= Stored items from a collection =
------------------------------------------------------------------------

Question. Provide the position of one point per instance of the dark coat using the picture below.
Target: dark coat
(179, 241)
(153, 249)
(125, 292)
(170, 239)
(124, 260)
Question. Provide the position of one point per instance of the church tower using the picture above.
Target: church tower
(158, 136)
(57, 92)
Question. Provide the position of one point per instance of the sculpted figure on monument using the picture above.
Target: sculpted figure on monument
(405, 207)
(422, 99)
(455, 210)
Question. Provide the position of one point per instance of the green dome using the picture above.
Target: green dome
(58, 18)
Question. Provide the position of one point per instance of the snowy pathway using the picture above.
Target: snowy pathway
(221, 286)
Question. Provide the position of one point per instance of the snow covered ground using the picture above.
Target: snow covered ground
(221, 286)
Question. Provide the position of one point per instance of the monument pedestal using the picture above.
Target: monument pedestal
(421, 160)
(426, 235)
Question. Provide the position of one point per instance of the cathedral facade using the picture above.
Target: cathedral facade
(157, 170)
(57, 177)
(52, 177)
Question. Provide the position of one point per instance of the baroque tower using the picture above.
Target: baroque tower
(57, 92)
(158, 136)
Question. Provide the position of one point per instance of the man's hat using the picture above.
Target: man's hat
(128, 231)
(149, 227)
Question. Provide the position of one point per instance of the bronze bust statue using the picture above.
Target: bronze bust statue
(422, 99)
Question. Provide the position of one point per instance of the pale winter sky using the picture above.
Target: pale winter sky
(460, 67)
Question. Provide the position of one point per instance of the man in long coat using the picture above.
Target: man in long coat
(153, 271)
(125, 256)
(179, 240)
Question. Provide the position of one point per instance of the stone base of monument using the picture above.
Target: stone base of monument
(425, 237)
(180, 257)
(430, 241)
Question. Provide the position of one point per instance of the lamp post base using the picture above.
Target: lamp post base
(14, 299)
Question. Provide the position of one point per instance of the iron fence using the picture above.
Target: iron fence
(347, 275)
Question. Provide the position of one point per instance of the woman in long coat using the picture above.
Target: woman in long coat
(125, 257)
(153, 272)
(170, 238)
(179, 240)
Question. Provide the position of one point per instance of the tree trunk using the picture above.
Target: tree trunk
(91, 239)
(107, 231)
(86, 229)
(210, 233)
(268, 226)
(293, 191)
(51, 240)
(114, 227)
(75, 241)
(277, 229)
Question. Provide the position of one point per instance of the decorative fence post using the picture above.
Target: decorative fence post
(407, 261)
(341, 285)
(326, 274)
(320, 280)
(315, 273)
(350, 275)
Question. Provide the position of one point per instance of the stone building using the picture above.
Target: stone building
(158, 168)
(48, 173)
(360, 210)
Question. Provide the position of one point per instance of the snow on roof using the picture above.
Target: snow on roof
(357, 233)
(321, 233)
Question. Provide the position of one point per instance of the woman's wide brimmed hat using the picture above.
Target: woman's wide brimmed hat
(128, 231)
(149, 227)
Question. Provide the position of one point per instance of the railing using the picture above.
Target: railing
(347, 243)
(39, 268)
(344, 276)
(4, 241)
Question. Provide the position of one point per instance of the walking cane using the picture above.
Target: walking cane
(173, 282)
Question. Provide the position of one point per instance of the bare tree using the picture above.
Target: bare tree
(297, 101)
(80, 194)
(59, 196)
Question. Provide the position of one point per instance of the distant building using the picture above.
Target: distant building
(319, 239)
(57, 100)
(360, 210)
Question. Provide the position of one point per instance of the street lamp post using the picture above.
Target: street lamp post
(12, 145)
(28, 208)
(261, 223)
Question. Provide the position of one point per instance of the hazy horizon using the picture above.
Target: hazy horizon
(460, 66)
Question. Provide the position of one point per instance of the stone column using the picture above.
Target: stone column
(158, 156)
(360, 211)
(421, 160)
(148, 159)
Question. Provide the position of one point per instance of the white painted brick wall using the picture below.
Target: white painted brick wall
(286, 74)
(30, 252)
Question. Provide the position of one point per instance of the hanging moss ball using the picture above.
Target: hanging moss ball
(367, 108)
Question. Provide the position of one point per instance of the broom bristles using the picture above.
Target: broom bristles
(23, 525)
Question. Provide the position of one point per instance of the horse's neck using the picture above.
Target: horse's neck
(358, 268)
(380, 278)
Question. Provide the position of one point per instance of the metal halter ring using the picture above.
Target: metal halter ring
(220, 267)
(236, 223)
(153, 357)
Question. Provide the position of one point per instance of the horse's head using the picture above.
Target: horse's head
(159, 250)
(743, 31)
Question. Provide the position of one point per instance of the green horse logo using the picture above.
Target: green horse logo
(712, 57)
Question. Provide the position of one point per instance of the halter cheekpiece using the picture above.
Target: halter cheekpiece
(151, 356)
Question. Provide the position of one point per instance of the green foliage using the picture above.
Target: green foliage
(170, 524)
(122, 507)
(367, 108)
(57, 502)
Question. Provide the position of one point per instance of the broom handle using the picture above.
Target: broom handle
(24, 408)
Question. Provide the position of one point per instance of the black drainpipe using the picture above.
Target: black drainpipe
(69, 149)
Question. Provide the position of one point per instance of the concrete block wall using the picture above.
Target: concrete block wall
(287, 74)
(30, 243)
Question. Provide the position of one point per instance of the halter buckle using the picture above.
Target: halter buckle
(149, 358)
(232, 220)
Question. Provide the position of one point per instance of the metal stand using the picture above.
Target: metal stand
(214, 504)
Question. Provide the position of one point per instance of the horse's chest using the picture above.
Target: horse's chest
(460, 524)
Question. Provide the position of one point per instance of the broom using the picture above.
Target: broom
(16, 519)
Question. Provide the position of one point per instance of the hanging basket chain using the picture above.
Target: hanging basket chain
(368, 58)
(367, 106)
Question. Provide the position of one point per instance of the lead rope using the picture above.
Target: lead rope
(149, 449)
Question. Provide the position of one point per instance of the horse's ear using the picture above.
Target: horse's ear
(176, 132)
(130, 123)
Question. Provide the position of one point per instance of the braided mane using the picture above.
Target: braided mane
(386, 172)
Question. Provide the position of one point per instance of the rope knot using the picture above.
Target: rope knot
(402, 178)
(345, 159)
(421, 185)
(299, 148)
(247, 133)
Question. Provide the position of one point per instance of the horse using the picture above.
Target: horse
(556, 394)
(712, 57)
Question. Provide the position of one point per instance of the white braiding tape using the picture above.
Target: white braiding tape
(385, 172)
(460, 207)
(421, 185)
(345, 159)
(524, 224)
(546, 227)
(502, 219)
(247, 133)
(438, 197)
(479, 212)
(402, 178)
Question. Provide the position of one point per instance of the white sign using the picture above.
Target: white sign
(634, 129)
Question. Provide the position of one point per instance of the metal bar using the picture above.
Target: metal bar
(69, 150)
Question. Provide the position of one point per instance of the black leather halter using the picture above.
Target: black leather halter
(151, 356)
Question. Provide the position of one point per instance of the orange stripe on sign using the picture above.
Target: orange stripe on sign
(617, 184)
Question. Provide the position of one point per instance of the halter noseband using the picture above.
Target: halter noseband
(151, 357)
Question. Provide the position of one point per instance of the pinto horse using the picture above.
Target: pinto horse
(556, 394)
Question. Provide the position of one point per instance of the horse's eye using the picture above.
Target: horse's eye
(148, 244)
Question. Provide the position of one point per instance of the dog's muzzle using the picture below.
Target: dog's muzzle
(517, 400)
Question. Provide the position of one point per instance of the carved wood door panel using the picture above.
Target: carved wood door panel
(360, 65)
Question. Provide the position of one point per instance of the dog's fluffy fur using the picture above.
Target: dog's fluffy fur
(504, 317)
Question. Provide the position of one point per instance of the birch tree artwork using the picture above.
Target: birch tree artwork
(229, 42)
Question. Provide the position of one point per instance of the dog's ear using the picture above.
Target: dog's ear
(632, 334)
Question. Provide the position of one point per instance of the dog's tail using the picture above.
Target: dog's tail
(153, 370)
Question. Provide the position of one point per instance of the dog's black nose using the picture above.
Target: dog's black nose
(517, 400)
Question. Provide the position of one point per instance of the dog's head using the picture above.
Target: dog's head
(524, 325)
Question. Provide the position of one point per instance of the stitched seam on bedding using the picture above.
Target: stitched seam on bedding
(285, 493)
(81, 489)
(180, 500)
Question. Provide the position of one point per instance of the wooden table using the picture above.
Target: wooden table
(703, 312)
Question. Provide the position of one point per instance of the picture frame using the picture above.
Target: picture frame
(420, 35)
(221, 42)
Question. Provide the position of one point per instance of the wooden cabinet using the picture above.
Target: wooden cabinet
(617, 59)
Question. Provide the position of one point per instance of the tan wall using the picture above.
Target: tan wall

------------------------------------------------------------------------

= What the task requires =
The lines you return should be those above that contain the word "below", every one of them.

= Exercise solution =
Question. Provide the position of one point per instance of the dark coat using the picture below.
Question. Provide the position of one point per instance of the white painted brick wall using the picture below.
Question. Provide the position of one point per instance of the dog's muzzle using the picture below.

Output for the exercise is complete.